Records for processing
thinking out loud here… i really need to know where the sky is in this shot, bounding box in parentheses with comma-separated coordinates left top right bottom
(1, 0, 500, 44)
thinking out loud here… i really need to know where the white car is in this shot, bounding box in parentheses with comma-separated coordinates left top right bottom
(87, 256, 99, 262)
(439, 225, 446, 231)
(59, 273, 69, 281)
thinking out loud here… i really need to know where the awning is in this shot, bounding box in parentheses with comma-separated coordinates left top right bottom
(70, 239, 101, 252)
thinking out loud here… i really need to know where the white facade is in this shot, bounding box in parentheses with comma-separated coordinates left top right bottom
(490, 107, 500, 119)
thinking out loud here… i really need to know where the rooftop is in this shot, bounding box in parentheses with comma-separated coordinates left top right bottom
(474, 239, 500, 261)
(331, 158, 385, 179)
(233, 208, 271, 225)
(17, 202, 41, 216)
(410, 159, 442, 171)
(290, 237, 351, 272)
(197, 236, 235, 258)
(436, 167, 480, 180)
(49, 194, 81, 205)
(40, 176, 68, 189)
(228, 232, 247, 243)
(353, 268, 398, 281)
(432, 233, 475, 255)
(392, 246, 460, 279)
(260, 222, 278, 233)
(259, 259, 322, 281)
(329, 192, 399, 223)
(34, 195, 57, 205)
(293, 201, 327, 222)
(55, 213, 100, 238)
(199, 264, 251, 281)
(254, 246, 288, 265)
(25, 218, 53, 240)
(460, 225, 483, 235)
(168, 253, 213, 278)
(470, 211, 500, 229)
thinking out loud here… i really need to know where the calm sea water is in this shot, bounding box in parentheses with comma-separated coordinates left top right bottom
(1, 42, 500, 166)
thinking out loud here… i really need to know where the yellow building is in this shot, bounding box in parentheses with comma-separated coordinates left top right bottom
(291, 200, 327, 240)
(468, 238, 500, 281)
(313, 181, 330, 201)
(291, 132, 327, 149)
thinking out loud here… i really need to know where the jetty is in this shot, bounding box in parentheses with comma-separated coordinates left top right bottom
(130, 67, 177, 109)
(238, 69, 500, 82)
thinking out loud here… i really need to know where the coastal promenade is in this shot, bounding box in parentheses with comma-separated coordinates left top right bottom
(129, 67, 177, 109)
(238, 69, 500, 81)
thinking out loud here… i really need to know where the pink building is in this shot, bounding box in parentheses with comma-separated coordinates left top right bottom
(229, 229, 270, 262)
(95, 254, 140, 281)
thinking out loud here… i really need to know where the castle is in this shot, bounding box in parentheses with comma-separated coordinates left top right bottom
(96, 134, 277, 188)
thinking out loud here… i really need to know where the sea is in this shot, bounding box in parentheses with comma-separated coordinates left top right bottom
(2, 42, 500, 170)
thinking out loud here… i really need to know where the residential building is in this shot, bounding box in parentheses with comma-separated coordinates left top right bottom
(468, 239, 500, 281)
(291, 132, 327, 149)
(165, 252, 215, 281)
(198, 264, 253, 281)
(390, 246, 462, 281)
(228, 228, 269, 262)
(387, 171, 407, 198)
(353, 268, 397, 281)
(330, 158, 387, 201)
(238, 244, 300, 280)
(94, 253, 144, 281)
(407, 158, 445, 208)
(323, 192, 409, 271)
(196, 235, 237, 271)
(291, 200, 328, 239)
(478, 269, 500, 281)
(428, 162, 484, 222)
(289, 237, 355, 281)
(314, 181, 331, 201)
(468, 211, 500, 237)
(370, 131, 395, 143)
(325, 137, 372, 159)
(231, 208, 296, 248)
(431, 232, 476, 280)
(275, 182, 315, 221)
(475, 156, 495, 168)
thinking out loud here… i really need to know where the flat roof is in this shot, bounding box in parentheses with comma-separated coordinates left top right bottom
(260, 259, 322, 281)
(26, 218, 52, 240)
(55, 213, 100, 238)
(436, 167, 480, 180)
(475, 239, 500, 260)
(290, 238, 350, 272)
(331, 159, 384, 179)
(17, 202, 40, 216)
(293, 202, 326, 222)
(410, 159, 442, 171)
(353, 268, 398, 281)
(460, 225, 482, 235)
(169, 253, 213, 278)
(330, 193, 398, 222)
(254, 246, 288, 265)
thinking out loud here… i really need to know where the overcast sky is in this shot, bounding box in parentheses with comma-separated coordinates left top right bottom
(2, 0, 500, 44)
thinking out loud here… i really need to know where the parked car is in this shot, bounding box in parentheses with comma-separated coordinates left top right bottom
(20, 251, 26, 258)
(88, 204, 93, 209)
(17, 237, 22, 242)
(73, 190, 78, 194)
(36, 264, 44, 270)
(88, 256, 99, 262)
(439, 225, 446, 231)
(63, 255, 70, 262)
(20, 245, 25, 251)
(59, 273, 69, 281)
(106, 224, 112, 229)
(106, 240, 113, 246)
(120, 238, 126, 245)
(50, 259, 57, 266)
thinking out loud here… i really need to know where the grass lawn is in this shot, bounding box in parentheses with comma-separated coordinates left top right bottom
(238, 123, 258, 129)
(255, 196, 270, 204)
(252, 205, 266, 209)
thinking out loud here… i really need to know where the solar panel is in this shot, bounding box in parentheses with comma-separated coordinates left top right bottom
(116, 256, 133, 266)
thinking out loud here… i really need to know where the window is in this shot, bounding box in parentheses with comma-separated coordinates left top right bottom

Your instructions
From the line that contains "where the parked" down to the last line above, print each line exactly as it appears.

Solution to this problem
thinking out loud here… i really need to know where the parked car is in this shot, bounding box in parentheses with comma-separated coordinates left top right bottom
(20, 251, 26, 258)
(88, 204, 93, 209)
(17, 237, 22, 242)
(73, 190, 78, 194)
(36, 264, 44, 270)
(88, 256, 99, 262)
(439, 225, 446, 231)
(63, 255, 70, 262)
(20, 245, 25, 251)
(59, 273, 69, 281)
(106, 224, 112, 229)
(106, 240, 113, 246)
(120, 238, 126, 245)
(50, 259, 57, 266)
thinking out loud here… i really need to know where the grass lawn is in this shot, bounding box in parentheses with comma-separated coordinates left top right bottom
(238, 123, 258, 129)
(255, 196, 270, 204)
(252, 205, 266, 209)
thinking out loud here… i really need to know where the solar panel is in this shot, bounding box in parentheses with comma-separated coordinates left top right bottom
(116, 256, 133, 266)
thinking out loud here… i really need to know where the window is in this shot, bounding box in parentheses with comma-separated coordinates left top right bottom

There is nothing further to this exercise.